(SELECTED TEXT begins)

# Suddenly noise from BFD



## Dragon777 (Apr 20, 2008)

Hello everybody,

I have been using my BFD 1124P for years now and never had any problems. But suddenly it started to put a loud noise on the sub on all channels. It´s not a hum but sounds more like pink noise. I wonder what may be the cause for this.

The noise stops when the BFD is turned off and it stops when either the input or output cable is pulled (strangely so). I connected the sub directly to the preamp (Audiolab 8000AP) and there is no noise, so somehow the BFD must be the cause. I switched cables and switched channel in the BFD but nothing helped.

Any idea what may be the reason for this and how I can get rid of it again? Or may the unit be defect?

Thanks for help!
D


----------



## Wayne A. Pflughaupt (Apr 13, 2006)

Since your troubleshooting has isolated the problem to the BFD, I vote "defect."

Regards,
Wayne


----------



## Dragon777 (Apr 20, 2008)

Hi Wayne,

I tried to fix this the whole night and finally found the reason for the noise:
It was the power cord of my laptop charger that was in a power socket at the other end of the living room. As soon as I pulled this power cord, the noise stopped. VERY strange....

(SELECTED TEXT ends)
(MATERIAL PROVIDED begins)

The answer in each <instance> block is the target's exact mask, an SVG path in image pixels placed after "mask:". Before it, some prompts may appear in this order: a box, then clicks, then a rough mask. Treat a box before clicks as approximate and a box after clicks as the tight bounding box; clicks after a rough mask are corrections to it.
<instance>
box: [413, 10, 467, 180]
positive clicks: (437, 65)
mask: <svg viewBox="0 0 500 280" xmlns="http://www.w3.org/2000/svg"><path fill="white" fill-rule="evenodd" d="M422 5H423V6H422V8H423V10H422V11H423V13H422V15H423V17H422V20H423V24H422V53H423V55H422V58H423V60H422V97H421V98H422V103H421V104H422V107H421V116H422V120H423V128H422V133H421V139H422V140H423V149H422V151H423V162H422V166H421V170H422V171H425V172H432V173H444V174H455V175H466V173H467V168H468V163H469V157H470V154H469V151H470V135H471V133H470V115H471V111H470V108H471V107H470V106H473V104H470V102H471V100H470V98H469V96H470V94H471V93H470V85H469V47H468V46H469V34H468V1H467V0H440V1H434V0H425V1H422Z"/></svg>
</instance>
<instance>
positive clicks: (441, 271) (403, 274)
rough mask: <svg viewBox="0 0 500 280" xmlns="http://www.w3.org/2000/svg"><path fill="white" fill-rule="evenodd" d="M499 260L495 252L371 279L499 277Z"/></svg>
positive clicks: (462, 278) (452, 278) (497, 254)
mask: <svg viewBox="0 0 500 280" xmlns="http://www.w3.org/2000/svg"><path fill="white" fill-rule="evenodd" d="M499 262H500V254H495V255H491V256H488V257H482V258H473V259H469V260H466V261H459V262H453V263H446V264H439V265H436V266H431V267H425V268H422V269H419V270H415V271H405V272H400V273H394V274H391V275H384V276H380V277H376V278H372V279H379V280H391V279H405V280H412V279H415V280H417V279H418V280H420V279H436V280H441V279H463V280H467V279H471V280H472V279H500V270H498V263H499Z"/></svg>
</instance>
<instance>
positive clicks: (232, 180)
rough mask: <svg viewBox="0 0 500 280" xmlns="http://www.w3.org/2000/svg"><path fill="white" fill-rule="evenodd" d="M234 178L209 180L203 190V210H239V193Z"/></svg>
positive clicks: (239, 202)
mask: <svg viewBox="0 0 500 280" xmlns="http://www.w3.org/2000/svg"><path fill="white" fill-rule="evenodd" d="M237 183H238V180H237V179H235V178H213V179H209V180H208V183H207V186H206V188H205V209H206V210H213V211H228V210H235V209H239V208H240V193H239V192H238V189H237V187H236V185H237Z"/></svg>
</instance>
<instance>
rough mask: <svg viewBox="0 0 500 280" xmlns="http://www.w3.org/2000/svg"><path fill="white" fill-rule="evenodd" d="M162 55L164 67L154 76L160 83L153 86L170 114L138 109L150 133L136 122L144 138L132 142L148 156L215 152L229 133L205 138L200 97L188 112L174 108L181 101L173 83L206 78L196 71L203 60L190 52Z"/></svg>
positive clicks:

(MATERIAL PROVIDED ends)

TASKS TO PERFORM:
a) Return everything in the entries from their very first line down to the line containing "positive clicks: (437, 65)", copied without any changes.
b) Resume the forum thread about the sudden noise from the BFD, starting right after its last sentence.

ANSWERS FOR THIS EXERCISE:
a)
The answer in each <instance> block is the target's exact mask, an SVG path in image pixels placed after "mask:". Before it, some prompts may appear in this order: a box, then clicks, then a rough mask. Treat a box before clicks as approximate and a box after clicks as the tight bounding box; clicks after a rough mask are corrections to it.
<instance>
box: [413, 10, 467, 180]
positive clicks: (437, 65)

b)
Best
D


----------



## Zeitgeist (Apr 4, 2009)

Does your laptop charger have a 3 prong plug (w/ground) or just 2 blades?


----------



## Dragon777 (Apr 20, 2008)

Hi,

the powerplug of the laptop charger is with ground (3 pins). You know what may cause this or how to avoid?

Best
D


----------



## Zeitgeist (Apr 4, 2009)

It almost sounds like a bad/cheap power adapter that's dumping some voltage to ground (and causing the BFD noise).

I'm sure there are others more experienced on here in regards to switch mode power supplies and their ailments. Most laptop power adapters are rather mediocre.


----------



## southworth (Oct 7, 2006)

Do you have your equipment plugged directly into your wall outlets or are you plugging them into a power filter?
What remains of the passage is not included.